• Written instruction:
Starting from the line that contains "Task: tag every instance of the tire", reproduce each line exactly through the end of the material, and include no other lines.

• Data provided:
▶

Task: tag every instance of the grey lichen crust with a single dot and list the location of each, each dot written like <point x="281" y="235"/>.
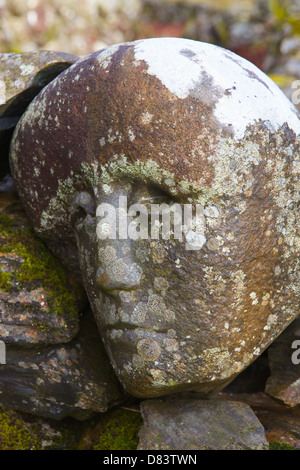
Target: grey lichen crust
<point x="204" y="126"/>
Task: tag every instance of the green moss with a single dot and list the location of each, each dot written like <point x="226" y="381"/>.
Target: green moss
<point x="120" y="431"/>
<point x="22" y="431"/>
<point x="275" y="445"/>
<point x="5" y="281"/>
<point x="38" y="268"/>
<point x="15" y="435"/>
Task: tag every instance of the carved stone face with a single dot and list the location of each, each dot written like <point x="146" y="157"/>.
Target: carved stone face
<point x="158" y="121"/>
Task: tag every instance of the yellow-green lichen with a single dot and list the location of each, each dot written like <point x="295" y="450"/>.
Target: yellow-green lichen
<point x="38" y="268"/>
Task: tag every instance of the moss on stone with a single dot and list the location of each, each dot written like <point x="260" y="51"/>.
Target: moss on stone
<point x="15" y="434"/>
<point x="120" y="430"/>
<point x="22" y="431"/>
<point x="39" y="268"/>
<point x="6" y="281"/>
<point x="275" y="445"/>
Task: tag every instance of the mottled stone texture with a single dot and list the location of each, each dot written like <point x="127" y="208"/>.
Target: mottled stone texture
<point x="39" y="301"/>
<point x="22" y="76"/>
<point x="170" y="120"/>
<point x="284" y="359"/>
<point x="183" y="424"/>
<point x="71" y="379"/>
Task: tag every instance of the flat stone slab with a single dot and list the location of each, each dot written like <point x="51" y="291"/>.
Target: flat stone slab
<point x="71" y="379"/>
<point x="39" y="302"/>
<point x="192" y="424"/>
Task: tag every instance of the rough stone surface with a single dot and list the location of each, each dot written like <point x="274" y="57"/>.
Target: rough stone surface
<point x="71" y="379"/>
<point x="39" y="301"/>
<point x="284" y="359"/>
<point x="171" y="318"/>
<point x="179" y="424"/>
<point x="22" y="76"/>
<point x="281" y="423"/>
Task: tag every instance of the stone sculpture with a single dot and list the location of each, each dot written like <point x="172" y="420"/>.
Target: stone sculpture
<point x="170" y="121"/>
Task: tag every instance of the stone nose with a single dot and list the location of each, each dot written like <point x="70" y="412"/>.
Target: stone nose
<point x="119" y="273"/>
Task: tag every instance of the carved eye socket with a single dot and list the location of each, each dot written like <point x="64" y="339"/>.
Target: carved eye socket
<point x="82" y="205"/>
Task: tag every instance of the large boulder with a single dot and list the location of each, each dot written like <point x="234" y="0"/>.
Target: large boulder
<point x="22" y="76"/>
<point x="191" y="424"/>
<point x="169" y="120"/>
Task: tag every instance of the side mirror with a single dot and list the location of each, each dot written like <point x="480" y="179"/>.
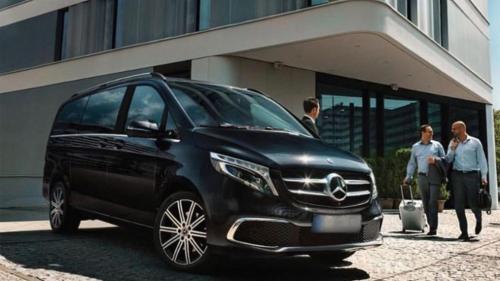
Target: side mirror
<point x="143" y="128"/>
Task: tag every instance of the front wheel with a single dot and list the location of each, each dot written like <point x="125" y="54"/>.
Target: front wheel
<point x="330" y="258"/>
<point x="63" y="218"/>
<point x="180" y="232"/>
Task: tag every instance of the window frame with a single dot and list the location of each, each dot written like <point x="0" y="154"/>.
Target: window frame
<point x="127" y="101"/>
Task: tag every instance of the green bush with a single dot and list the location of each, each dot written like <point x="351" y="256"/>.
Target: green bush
<point x="389" y="173"/>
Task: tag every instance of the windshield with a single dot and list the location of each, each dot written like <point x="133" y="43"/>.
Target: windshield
<point x="211" y="105"/>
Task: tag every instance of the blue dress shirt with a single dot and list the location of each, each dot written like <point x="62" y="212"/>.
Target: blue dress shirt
<point x="419" y="154"/>
<point x="469" y="156"/>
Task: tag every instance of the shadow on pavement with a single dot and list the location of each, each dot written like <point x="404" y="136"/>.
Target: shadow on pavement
<point x="24" y="214"/>
<point x="420" y="236"/>
<point x="127" y="254"/>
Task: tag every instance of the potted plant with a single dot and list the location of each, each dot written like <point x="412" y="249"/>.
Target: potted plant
<point x="378" y="165"/>
<point x="444" y="194"/>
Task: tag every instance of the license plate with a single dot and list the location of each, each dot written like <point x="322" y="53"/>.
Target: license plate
<point x="336" y="223"/>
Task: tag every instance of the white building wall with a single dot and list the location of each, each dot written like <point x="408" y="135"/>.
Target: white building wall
<point x="25" y="121"/>
<point x="288" y="86"/>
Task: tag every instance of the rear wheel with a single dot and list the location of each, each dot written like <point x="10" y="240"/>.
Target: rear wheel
<point x="330" y="258"/>
<point x="180" y="232"/>
<point x="63" y="218"/>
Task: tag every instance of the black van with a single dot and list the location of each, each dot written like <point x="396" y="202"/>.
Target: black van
<point x="209" y="168"/>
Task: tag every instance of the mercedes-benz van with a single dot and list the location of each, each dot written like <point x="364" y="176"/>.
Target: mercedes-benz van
<point x="209" y="168"/>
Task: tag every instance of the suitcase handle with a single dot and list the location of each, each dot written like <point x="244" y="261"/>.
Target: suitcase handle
<point x="403" y="194"/>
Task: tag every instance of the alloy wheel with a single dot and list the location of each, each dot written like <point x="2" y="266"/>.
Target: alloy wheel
<point x="183" y="232"/>
<point x="57" y="206"/>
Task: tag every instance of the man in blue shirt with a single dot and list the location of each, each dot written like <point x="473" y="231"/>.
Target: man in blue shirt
<point x="470" y="169"/>
<point x="423" y="155"/>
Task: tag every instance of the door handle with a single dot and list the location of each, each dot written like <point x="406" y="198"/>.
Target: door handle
<point x="119" y="144"/>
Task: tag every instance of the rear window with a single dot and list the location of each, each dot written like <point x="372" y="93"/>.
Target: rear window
<point x="102" y="111"/>
<point x="69" y="116"/>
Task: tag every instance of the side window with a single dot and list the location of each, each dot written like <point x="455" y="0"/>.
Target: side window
<point x="170" y="123"/>
<point x="102" y="110"/>
<point x="69" y="116"/>
<point x="192" y="104"/>
<point x="146" y="105"/>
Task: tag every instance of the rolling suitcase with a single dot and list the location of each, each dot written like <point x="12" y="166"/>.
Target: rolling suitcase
<point x="411" y="213"/>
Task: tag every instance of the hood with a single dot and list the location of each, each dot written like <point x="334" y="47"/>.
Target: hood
<point x="278" y="149"/>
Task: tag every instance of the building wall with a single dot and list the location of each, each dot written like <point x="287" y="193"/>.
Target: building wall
<point x="25" y="121"/>
<point x="288" y="86"/>
<point x="468" y="37"/>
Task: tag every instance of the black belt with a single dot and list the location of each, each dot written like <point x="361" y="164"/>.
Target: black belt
<point x="466" y="172"/>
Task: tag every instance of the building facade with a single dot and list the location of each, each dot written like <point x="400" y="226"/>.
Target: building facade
<point x="379" y="68"/>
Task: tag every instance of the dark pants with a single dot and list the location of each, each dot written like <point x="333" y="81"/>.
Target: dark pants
<point x="465" y="190"/>
<point x="430" y="193"/>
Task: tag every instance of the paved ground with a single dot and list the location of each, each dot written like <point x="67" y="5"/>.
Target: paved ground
<point x="99" y="251"/>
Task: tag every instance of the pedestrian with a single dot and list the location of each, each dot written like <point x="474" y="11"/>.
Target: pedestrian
<point x="468" y="172"/>
<point x="424" y="156"/>
<point x="311" y="109"/>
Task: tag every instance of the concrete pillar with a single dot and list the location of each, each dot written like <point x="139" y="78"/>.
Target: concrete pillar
<point x="492" y="169"/>
<point x="287" y="85"/>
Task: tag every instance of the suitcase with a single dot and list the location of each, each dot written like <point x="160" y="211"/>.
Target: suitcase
<point x="411" y="213"/>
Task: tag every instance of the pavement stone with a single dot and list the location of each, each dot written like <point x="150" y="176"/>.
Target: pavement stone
<point x="100" y="251"/>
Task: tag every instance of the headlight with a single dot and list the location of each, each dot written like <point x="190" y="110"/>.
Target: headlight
<point x="374" y="192"/>
<point x="250" y="174"/>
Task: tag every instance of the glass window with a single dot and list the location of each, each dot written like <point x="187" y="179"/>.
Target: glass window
<point x="222" y="12"/>
<point x="341" y="118"/>
<point x="146" y="105"/>
<point x="70" y="116"/>
<point x="171" y="125"/>
<point x="435" y="20"/>
<point x="141" y="21"/>
<point x="7" y="3"/>
<point x="469" y="116"/>
<point x="434" y="117"/>
<point x="88" y="28"/>
<point x="28" y="43"/>
<point x="210" y="105"/>
<point x="401" y="123"/>
<point x="102" y="110"/>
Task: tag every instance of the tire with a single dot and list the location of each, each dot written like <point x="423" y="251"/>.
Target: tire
<point x="180" y="233"/>
<point x="330" y="258"/>
<point x="63" y="218"/>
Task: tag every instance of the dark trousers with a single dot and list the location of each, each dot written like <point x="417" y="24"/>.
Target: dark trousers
<point x="465" y="190"/>
<point x="430" y="193"/>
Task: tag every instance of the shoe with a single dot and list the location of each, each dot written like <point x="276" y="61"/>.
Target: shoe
<point x="478" y="227"/>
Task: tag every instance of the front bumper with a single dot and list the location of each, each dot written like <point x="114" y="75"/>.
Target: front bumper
<point x="275" y="235"/>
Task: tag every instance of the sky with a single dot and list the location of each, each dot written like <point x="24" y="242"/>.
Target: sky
<point x="494" y="18"/>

◀

• Exercise output:
Task: tag every instance of the tire with a single dot and list the location of each, each dot written like <point x="423" y="251"/>.
Target: tire
<point x="180" y="233"/>
<point x="330" y="258"/>
<point x="63" y="218"/>
Task: tag every instance of the dark trousers with a single dot and list the location of each, each dot written like <point x="417" y="24"/>.
Target: dark trousers
<point x="465" y="190"/>
<point x="430" y="193"/>
Task: tag every instance of the shoe with a single dot and list the location of each, each dot written like <point x="276" y="61"/>.
Target: shoe
<point x="478" y="227"/>
Task: tag every instance of the front bumper with a single dot and list the location of each, each dot written like <point x="114" y="75"/>.
Target: front bumper
<point x="275" y="235"/>
Task: tag every instance of the sky with a single dot and list the location of each, each dot written like <point x="24" y="242"/>.
Target: sky
<point x="494" y="18"/>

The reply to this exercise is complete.